Records for the exercise:

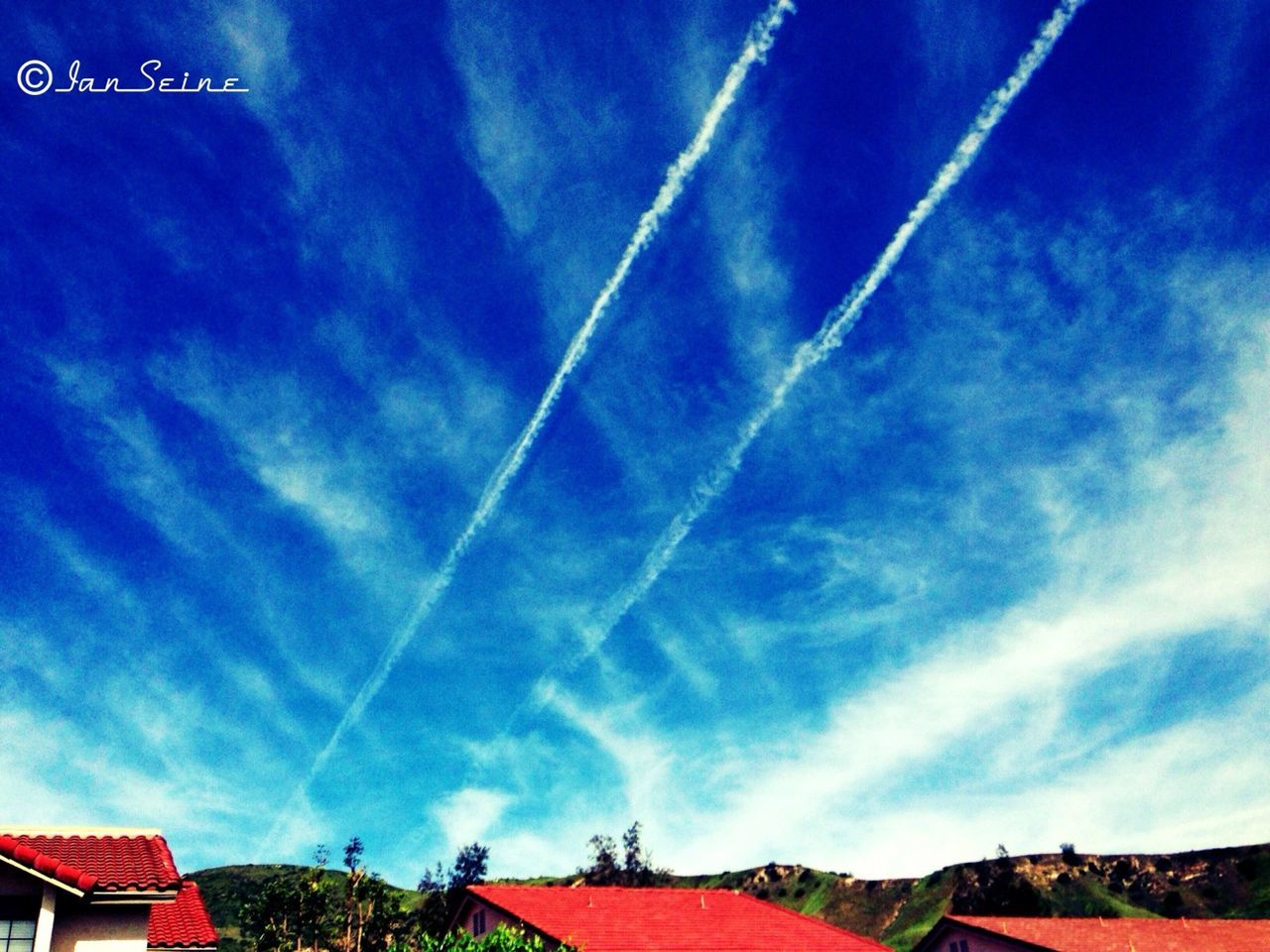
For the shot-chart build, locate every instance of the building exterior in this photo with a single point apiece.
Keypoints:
(86, 890)
(994, 933)
(619, 919)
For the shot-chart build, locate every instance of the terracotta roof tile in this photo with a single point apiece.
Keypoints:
(182, 924)
(140, 864)
(615, 919)
(1095, 934)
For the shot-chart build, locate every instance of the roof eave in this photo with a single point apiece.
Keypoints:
(44, 878)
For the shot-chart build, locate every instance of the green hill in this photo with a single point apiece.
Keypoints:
(1230, 881)
(226, 888)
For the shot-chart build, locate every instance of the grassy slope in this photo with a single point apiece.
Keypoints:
(1215, 883)
(226, 888)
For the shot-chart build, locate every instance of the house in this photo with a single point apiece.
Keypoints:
(994, 933)
(622, 919)
(96, 890)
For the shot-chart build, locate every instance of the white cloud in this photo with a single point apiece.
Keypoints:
(468, 815)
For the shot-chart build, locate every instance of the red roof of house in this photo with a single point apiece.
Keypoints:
(182, 924)
(616, 919)
(109, 864)
(1128, 934)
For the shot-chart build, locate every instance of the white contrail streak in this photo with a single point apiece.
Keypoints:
(837, 324)
(758, 42)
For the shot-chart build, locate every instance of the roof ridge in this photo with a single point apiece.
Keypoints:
(45, 865)
(82, 830)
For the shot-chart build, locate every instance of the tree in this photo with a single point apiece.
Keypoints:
(444, 889)
(303, 911)
(291, 911)
(372, 912)
(635, 867)
(499, 939)
(470, 866)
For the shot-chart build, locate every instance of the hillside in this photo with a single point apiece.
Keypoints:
(226, 888)
(1230, 881)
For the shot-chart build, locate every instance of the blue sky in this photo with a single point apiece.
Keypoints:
(281, 561)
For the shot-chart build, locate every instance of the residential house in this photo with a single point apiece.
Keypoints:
(621, 919)
(90, 890)
(994, 933)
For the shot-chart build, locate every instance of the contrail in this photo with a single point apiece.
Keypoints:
(758, 42)
(837, 324)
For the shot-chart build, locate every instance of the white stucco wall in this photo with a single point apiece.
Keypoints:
(95, 929)
(16, 883)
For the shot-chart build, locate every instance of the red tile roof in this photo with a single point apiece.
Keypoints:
(45, 864)
(615, 919)
(182, 924)
(1128, 934)
(104, 864)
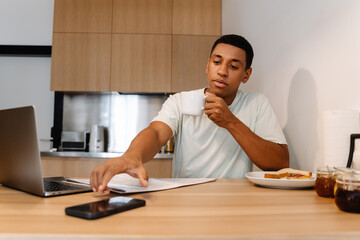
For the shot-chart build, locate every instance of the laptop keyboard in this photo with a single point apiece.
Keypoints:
(51, 186)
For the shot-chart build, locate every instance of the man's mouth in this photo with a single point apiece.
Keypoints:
(220, 83)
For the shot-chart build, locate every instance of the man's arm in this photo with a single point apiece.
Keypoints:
(265, 154)
(142, 149)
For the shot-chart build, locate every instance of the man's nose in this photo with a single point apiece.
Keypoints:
(223, 71)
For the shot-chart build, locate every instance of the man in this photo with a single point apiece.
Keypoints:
(237, 127)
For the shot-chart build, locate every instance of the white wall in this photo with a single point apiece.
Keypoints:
(26, 80)
(307, 57)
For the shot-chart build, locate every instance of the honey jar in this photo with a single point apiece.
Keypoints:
(169, 147)
(347, 196)
(325, 182)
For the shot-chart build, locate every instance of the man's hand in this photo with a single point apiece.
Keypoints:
(218, 111)
(125, 164)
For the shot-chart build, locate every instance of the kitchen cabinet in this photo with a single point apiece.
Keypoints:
(189, 59)
(197, 17)
(82, 16)
(142, 16)
(139, 46)
(82, 167)
(141, 63)
(80, 62)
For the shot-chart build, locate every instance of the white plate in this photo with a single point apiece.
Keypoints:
(258, 178)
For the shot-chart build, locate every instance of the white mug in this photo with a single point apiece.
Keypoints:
(96, 143)
(192, 103)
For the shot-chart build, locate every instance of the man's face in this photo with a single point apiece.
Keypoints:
(226, 70)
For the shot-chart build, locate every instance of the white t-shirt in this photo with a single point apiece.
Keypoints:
(203, 149)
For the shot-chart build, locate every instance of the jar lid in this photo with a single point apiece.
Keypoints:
(340, 170)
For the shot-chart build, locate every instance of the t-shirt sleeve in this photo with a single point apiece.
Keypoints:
(267, 125)
(170, 113)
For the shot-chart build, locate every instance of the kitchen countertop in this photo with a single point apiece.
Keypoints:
(95, 154)
(225, 209)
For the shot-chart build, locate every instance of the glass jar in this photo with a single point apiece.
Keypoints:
(325, 182)
(169, 147)
(347, 196)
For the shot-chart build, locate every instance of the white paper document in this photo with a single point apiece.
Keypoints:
(124, 183)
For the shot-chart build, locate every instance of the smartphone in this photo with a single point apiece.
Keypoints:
(104, 208)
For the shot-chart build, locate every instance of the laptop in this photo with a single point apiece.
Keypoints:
(20, 161)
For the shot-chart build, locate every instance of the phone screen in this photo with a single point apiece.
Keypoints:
(104, 208)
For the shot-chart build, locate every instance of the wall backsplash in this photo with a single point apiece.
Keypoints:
(122, 115)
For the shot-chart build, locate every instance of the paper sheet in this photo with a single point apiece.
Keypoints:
(124, 183)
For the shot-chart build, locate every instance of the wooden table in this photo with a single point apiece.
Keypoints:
(225, 209)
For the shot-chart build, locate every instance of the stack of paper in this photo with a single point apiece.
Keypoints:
(124, 183)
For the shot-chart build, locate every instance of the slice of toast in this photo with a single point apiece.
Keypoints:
(289, 173)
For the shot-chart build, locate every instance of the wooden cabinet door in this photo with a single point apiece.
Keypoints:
(90, 16)
(197, 17)
(80, 62)
(189, 59)
(142, 16)
(141, 63)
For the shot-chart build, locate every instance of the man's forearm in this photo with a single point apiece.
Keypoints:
(148, 142)
(265, 154)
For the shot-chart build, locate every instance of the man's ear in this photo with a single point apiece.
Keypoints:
(247, 75)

Work required: Exact lines only, please. Repeat everything from the top of the records through the line containing "For the shot-chart build, locate every instance of the grassy", both ends in and pictures out.

Your solution:
For the shot-chart build, locate every instance of the building exterior in this photo with a single point apiece.
Keypoints:
(86, 890)
(994, 933)
(619, 919)
For the shot-chart build, locate every instance of the terracotta roof tile in this photo with a single point apiece.
Keypoints:
(182, 924)
(140, 864)
(615, 919)
(1095, 934)
For the shot-chart build, locate every instance of the roof eave in this photo with a single point apiece.
Keypoints:
(44, 878)
For the shot-chart build, locate every instance of the green hill in this photo with a single point apiece.
Keypoints:
(1230, 881)
(226, 888)
For the shot-chart build, locate every instance of the grassy slope in this photo with a single point apiece.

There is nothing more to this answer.